Source text:
[Start of section]

Shares in ADMA Biologics Inc. (NASDAQ:ADMA) experienced a dramatic surge of 11.58% on Friday, closing at $9.25, effectively ending a five-day downward trend. The upswing followed the company’s forceful dismissal of allegations made in a report by short-sellers, which accused the firm of disseminating misleading information regarding its growth trajectory.
ADMA Biologics issued a statement refuting claims made by Culper Research concerning the demand for Asceniv. The company asserted that demand has, in fact, increased over the past two years, a conclusion supported by data obtained from distributors and customers.
Furthermore, the company addressed accusations of channel stuffing, clarifying that distributors are required to maintain a specific level of safety stock. This practice ensures that patients are not at risk of missing critical treatments. ADMA Biologics also emphasised that its financial statements are transparent and have been rigorously reviewed by independent auditors, who have issued an unqualified opinion.

[End of section]

Exercises to complete:
1. Answer these questions from the ADMA Biologics article:
(a) At what price did ADMA Biologics shares close on Friday?
(b) Which firm made the claims about demand for Asceniv?
(c) According to the company, why must distributors maintain a specific level of safety stock?
2. Resume the article on ADMA Biologics and the short-seller report, picking up after its last sentence.
These rows have nothing to do with the ADMA Biologics article.

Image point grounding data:
[Start of section]

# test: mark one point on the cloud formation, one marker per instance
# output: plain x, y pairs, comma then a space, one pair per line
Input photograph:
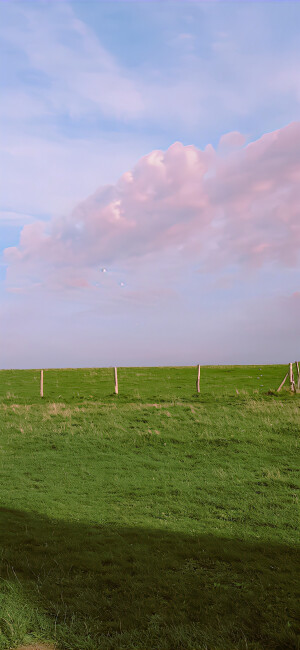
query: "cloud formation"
241, 208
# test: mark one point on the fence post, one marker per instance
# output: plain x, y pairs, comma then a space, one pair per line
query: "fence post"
283, 382
198, 380
42, 384
292, 383
116, 381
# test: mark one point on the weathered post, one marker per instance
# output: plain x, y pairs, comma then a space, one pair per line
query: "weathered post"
116, 381
42, 384
283, 382
292, 382
198, 380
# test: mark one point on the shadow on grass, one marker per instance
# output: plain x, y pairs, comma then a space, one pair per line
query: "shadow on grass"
90, 587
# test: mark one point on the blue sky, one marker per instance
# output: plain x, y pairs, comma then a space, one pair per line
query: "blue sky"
200, 242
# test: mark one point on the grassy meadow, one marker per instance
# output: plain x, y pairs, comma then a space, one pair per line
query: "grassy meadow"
156, 519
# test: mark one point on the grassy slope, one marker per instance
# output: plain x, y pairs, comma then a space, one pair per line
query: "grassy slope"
153, 519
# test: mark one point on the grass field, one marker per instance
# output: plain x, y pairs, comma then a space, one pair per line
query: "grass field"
156, 519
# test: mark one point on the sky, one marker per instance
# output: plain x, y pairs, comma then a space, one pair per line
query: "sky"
150, 183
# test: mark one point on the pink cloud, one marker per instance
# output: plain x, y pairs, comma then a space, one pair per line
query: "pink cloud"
241, 208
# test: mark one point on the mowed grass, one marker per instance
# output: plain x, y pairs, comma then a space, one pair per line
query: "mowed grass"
155, 519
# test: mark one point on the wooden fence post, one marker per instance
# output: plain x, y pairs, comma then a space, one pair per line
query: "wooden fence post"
292, 382
116, 381
283, 382
42, 384
198, 380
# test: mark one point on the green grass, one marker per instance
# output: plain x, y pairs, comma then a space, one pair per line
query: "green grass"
156, 519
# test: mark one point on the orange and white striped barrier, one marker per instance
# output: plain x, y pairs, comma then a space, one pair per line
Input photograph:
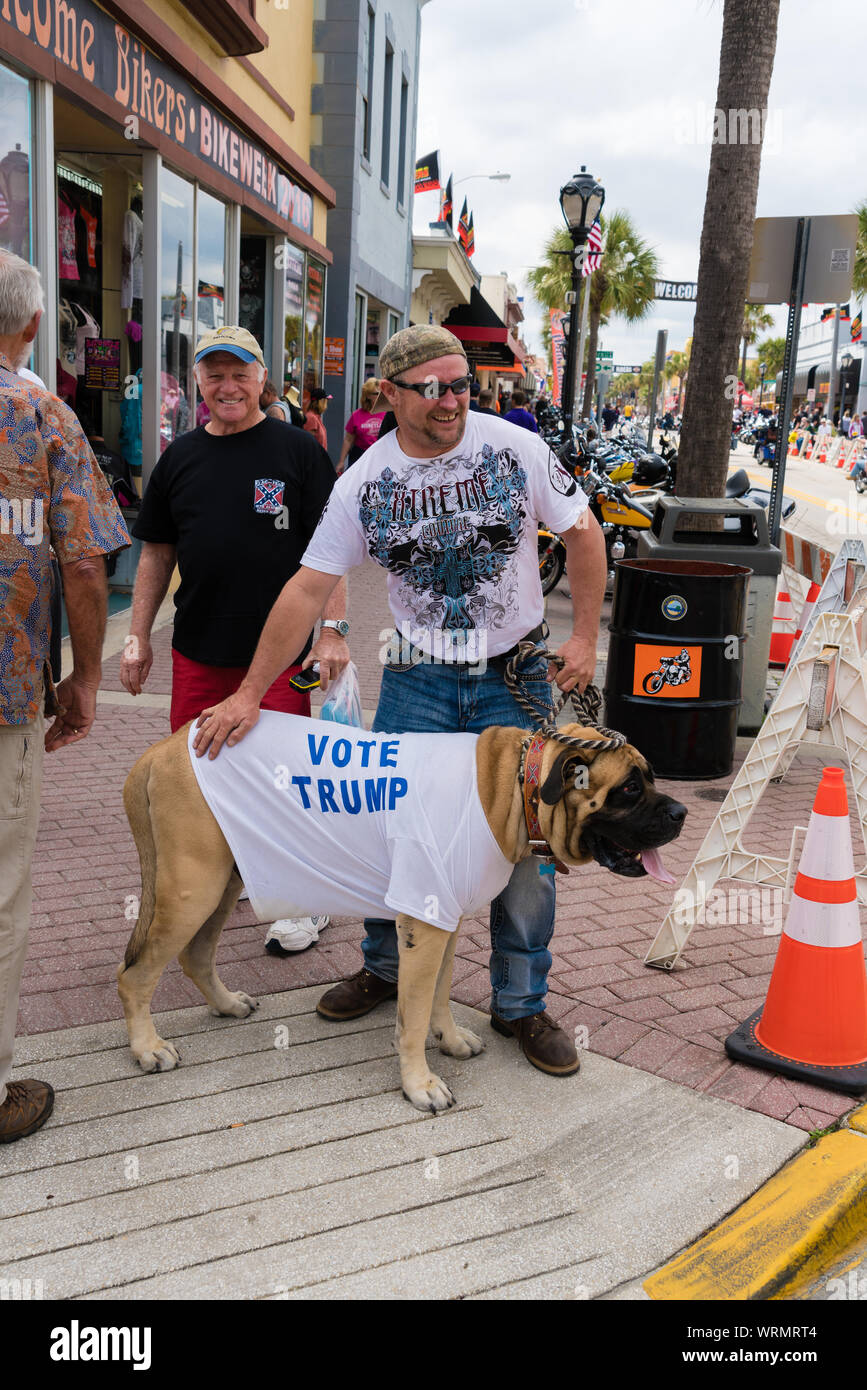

[End of section]

Numbered responses:
1.
(a) $9.25
(b) Culper Research
(c) To ensure that patients are not at risk of missing critical treatments.

2.
According to the company, ADMA is dedicated to pioneering a new era in the manufacturing, marketing, and commercialisation of specialised biologic products. These products are designed for the prevention and treatment of infectious diseases in immunocompromised individuals and other patients vulnerable to specific infections. The company is focused on generating long-term value for its shareholders.
Despite the company’s strong rebuttal, a shareholder law firm has stated its intention to investigate the short seller report further. The investigation will aim to determine whether ADMA Biologics has potentially violated federal securities laws.